In particolare, si è messa correttamente in rilievo la constatazione - che
non per tutti è ovvia ed evidente - che Israele è uno stato di diritto,
una democrazia rispettosa dei diritti del singolo cittadino, e nel senso
più pieno del termine una nazione libera e giusta.
Mettiamo a confronto una notizia che, un pò per giorno, emerge dalle nebbie
con le quali l' Autorità Palestinese circonda quanto avviene nei territori
che essa domina.
Nella fascia di Gaza si vota per eleggere il nuovo comitato centrale di
Fatah, il movimento-partito di Arafat egemone sia da un punto di vista politico
che amministrativo-finanziario.
Le complesse procedure elettorali sono cominciate il 26 maggio, ed è già
chiaro a questo punto che la fazione che sostiene Arafat ne uscirà indebolita
se non perdente.
Il malcontento della popolazione per il regime autocratico e corrotto di
Arafat pare trovare uno sbocco concreto, finalmente, nel solo momento in
cui l' individuo può esprimere la propria opinione - ma con quale speranza
di essere ascoltato?
Già, perché Arafat, essendo stato informato del possibile successo di Mohammed
Dahlan e delle sue spinte riformatrici, ha ordinato al capo delle Forze
Generali di Sicurezza a Gaza, Abed Razik al Majada, ed al segretario del
Fatah di Gaza, Shmed Hilis, di sospendere le elezioni e di epurare le liste
dei candidati "scomodi".
Queste elezioni, se mai si concluderanno a Gaza e poi in Cisgiordania, sono
le prime da 16 anni; l' attuale comitato centrale di Fatah, che è anche
il perno dell' Autorità Palestinese, è tuttora costituito (con una sola
eccezione) da quanti sono arrivati da Tnisi a seguito degli accordi di Oslo.
Una decisione ufficiale dell' Autorità Palestinese in tema di diritti elettorali
fa degnamente il paio con quanto abbiamo appena illustrato, arricchendo
il già voluminoso dossier delle violazioni dei più elementari regole democratiche che sotto Arafat sono una consolidata consuetudine.
++++++++
| I tuoi compiti |
**a.** Secondo il testo sulle elezioni di Fatah a Gaza, in che giorno sono cominciate le procedure elettorali?
**b.** Prosegui il testo sulle elezioni di Fatah a Gaza a partire dalla sua ultima frase.

| Voci estratte |
++++++++
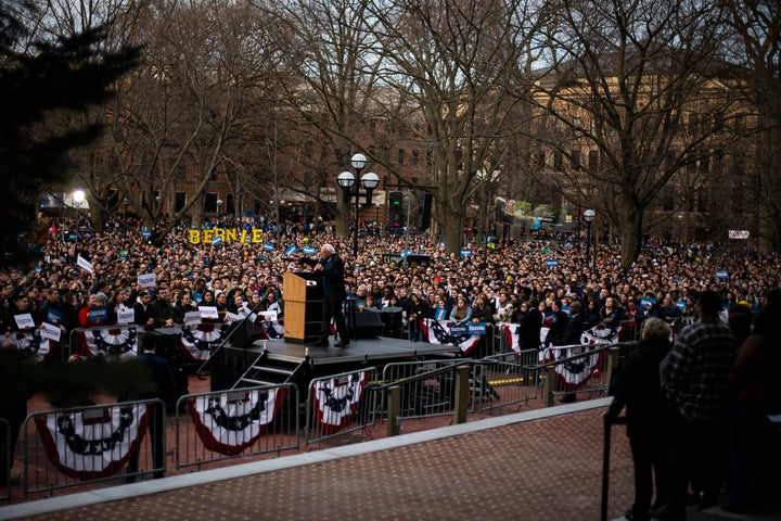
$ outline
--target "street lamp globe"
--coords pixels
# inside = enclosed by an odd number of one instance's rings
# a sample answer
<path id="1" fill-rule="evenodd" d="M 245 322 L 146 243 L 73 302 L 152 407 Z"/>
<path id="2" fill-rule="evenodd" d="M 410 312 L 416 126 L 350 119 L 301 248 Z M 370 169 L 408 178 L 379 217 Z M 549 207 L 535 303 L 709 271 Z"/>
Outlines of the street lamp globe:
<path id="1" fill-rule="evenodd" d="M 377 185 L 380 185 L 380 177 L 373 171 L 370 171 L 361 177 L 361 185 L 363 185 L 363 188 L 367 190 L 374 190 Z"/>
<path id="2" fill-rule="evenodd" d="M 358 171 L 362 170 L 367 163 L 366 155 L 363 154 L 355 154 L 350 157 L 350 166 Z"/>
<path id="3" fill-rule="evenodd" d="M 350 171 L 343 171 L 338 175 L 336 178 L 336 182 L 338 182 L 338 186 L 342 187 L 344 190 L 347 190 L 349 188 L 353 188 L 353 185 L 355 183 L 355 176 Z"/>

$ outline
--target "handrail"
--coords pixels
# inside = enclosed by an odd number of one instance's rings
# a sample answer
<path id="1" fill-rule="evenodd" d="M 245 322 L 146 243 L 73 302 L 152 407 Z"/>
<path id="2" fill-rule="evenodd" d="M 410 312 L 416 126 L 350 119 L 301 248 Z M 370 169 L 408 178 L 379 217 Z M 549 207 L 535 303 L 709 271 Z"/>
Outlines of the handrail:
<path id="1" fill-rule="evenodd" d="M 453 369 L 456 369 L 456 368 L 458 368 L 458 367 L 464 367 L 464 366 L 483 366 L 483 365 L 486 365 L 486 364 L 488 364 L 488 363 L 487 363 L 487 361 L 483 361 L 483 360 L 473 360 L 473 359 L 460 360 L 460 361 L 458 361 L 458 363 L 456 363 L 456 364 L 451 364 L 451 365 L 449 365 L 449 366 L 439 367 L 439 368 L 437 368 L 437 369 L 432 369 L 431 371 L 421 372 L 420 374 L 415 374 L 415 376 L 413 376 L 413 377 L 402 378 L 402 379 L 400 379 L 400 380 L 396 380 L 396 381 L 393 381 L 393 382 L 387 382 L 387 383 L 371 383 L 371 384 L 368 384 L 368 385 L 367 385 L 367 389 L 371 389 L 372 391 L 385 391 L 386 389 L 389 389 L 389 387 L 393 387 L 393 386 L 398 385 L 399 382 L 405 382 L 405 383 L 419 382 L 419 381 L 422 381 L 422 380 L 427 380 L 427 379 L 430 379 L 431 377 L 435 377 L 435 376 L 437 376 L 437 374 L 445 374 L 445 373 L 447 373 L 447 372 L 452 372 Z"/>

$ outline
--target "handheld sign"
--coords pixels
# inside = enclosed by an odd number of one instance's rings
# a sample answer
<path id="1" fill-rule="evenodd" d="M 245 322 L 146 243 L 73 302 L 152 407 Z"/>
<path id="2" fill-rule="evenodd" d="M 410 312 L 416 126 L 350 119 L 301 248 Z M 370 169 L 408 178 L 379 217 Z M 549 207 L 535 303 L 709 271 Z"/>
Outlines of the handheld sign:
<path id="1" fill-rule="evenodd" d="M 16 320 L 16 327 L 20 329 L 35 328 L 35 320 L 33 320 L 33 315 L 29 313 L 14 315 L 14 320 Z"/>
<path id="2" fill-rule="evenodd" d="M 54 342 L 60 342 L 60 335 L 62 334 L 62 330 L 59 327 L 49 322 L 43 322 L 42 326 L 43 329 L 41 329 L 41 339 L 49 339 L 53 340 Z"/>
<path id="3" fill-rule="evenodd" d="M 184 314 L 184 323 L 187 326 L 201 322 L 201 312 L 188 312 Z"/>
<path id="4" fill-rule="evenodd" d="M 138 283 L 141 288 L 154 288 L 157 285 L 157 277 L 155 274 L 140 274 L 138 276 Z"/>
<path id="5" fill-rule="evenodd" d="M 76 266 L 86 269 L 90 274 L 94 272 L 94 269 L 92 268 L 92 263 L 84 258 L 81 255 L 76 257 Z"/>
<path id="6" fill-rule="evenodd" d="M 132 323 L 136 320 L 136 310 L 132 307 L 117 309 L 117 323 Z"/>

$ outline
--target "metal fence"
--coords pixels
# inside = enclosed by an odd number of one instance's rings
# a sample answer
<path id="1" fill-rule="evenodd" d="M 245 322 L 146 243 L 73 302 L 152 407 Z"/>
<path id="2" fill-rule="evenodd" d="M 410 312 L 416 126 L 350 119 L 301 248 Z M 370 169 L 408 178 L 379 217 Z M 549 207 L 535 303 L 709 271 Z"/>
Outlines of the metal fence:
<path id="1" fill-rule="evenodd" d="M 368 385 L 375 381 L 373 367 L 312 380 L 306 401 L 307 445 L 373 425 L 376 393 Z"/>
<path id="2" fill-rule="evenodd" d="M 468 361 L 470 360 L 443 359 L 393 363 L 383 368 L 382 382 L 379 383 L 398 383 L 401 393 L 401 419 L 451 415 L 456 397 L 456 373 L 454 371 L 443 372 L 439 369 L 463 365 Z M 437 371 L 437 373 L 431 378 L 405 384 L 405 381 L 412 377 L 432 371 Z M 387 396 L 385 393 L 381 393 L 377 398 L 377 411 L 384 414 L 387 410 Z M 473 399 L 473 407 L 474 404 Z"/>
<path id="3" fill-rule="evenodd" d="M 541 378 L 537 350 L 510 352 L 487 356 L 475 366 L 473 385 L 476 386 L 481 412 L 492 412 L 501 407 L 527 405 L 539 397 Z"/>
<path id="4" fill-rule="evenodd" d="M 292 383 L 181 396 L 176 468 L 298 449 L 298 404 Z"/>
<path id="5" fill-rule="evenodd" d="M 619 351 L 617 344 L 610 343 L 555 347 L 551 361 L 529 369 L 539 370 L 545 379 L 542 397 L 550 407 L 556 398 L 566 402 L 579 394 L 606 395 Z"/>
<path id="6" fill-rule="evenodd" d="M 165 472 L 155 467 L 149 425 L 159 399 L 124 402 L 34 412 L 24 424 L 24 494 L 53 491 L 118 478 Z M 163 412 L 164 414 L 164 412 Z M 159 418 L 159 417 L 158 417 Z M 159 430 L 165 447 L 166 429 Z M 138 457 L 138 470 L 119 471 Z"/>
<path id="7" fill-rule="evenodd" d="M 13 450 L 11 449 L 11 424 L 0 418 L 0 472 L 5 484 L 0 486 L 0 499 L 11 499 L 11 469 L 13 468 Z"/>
++++++++
| Soluzioni |
**a.** Il 26 maggio.

**b.**
Con questa decisione, sono stati privati del diritto al voto nelle elezioni
locali tutti i residenti dei campi profughi. I campi profughi sono stati
creati dagli arabi dal 1948 in poi per mantenere una pressione politica
su Israele, ed i loro miseri occupanti sono stati quel che una volta si
chiamava carne da cannone, una merce da utilizzare quanto più violentemente
possibile contro Israele senza tenere nel benché minimo conto le loro esigenze
di condurre una vita dignitosa. I profughi palestinesi nel Libano, ad esempio,
non hanno il diritto di costituirsi una attività economica o di possedere
un alloggio al di fuori dei campi profughi stessi, perpetuando in tal modo
il loro sradicamento anche psicologico e sociale.
Il Consiglio Nazionale Supremo per la Protezione del Diritto al Ritorno
- un nome altisonante che cela una squallida miseria morale - che è responsabile
di questa decisione di privare del diritto di voto i residenti dei campi
profughi ha infatti affermato che è suo dovere "proteggere lo status dei
campi profughi, che sono i testimoni del crimine che lo stato occupante
ha commesso 56 anni fa, e cnsidera un pericolo integrare i campi profughi
nell' ambito di unità abitative".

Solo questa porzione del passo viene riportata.